Given data
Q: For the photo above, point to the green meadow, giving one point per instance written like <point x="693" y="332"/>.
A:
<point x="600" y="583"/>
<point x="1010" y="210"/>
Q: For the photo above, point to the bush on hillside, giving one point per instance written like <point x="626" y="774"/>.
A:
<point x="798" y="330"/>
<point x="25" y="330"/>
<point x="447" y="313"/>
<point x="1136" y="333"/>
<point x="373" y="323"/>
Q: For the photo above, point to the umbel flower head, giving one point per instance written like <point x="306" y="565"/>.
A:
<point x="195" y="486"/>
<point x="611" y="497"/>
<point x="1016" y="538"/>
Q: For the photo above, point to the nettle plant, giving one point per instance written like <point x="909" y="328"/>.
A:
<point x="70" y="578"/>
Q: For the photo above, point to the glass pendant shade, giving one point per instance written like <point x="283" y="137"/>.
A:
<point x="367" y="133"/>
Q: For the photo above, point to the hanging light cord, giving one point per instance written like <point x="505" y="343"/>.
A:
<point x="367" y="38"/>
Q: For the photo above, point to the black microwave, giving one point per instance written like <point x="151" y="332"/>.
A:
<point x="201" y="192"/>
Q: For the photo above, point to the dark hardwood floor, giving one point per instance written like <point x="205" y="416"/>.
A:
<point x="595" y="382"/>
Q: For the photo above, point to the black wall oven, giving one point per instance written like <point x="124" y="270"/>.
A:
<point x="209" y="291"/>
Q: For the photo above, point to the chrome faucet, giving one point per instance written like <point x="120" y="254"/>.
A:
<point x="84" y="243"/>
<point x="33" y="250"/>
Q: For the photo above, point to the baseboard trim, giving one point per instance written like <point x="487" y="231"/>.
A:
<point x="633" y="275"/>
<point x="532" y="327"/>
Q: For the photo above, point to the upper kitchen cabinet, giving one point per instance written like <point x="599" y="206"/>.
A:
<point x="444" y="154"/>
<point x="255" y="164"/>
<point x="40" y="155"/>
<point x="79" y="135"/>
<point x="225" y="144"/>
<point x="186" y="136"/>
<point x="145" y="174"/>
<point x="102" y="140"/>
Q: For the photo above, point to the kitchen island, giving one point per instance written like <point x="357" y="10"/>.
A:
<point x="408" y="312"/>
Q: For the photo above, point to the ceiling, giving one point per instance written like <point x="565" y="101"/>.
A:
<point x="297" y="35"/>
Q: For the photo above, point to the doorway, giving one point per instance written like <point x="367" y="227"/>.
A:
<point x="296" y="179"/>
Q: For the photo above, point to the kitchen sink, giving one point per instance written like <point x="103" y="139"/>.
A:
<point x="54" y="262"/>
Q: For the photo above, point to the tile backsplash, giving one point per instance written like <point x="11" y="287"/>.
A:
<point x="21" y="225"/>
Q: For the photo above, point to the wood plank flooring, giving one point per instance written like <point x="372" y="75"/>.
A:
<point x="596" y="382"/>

Problem
Render all of the material above as a JSON list of strings, with each line as its own string and blank lines left out.

Result of this task
[
  "Q: For the photo above, point to the green meadow, giving one point per instance written like <point x=\"693\" y=\"332\"/>.",
  "A:",
  "<point x=\"600\" y=\"583\"/>",
  "<point x=\"1010\" y=\"210\"/>",
  "Q: For the photo above, point to the bush on hillside, giving one point per instance written like <point x=\"626\" y=\"774\"/>.",
  "A:",
  "<point x=\"798\" y=\"330\"/>",
  "<point x=\"25\" y=\"330\"/>",
  "<point x=\"447\" y=\"313\"/>",
  "<point x=\"1136\" y=\"333\"/>",
  "<point x=\"373\" y=\"323\"/>",
  "Q: For the photo above, point to the umbel flower head, giving one point per instance written like <point x=\"306\" y=\"565\"/>.",
  "A:",
  "<point x=\"195\" y=\"486\"/>",
  "<point x=\"611\" y=\"497\"/>",
  "<point x=\"1016\" y=\"538\"/>",
  "Q: For the photo above, point to the nettle plant, giving one point per instance written like <point x=\"909\" y=\"328\"/>.",
  "A:",
  "<point x=\"70\" y=\"578\"/>",
  "Q: For the photo above, point to the glass pendant shade, giving one point per instance written like <point x=\"283\" y=\"137\"/>.",
  "A:",
  "<point x=\"367\" y=\"133\"/>",
  "Q: For the photo above, point to the hanging light cord, giving one point per instance written like <point x=\"505\" y=\"343\"/>.",
  "A:",
  "<point x=\"367\" y=\"38\"/>",
  "Q: For the photo above, point to the black microwave, giving one point per instance written like <point x=\"151\" y=\"332\"/>.",
  "A:",
  "<point x=\"201\" y=\"192\"/>",
  "Q: For the photo above, point to the dark hardwood floor, giving one point per instance written like <point x=\"205\" y=\"416\"/>.",
  "A:",
  "<point x=\"595\" y=\"382\"/>",
  "Q: For the photo above, point to the black wall oven, giving one point per instance written like <point x=\"124\" y=\"270\"/>.",
  "A:",
  "<point x=\"209\" y=\"291\"/>",
  "Q: For the photo above, point to the chrome faucet, giving one point per instance written like <point x=\"120\" y=\"254\"/>.",
  "A:",
  "<point x=\"84\" y=\"243\"/>",
  "<point x=\"33\" y=\"250\"/>",
  "Q: For the photo above, point to the baseboard trim, giving one point per instance written like <point x=\"487\" y=\"231\"/>.",
  "A:",
  "<point x=\"633\" y=\"275\"/>",
  "<point x=\"532\" y=\"327\"/>",
  "Q: For the photo above, point to the upper kitchen cabinet, giving one point per instance written like <point x=\"599\" y=\"206\"/>.",
  "A:",
  "<point x=\"444\" y=\"154\"/>",
  "<point x=\"255\" y=\"164\"/>",
  "<point x=\"40\" y=\"155\"/>",
  "<point x=\"79\" y=\"135\"/>",
  "<point x=\"225\" y=\"144\"/>",
  "<point x=\"186\" y=\"136\"/>",
  "<point x=\"145\" y=\"174\"/>",
  "<point x=\"102\" y=\"140\"/>",
  "Q: For the photo above, point to the kitchen island, giving one point per instance written like <point x=\"357\" y=\"10\"/>.",
  "A:",
  "<point x=\"408\" y=\"312\"/>",
  "Q: For the photo above, point to the ceiling, giving one point per instance written like <point x=\"565\" y=\"101\"/>.",
  "A:",
  "<point x=\"297\" y=\"35\"/>",
  "Q: For the photo above, point to the doorway, giving one point per instance written like <point x=\"367\" y=\"227\"/>.",
  "A:",
  "<point x=\"296\" y=\"179\"/>",
  "Q: For the photo above, point to the kitchen sink, giving one point per instance written like <point x=\"103\" y=\"139\"/>.",
  "A:",
  "<point x=\"54\" y=\"262\"/>",
  "Q: For the photo above, point to the tile backsplash, giving one point per instance written like <point x=\"11\" y=\"287\"/>.",
  "A:",
  "<point x=\"21\" y=\"225\"/>",
  "Q: For the photo above, point to the wood plank flooring, giving one point per instance written like <point x=\"372\" y=\"75\"/>.",
  "A:",
  "<point x=\"596\" y=\"382\"/>"
]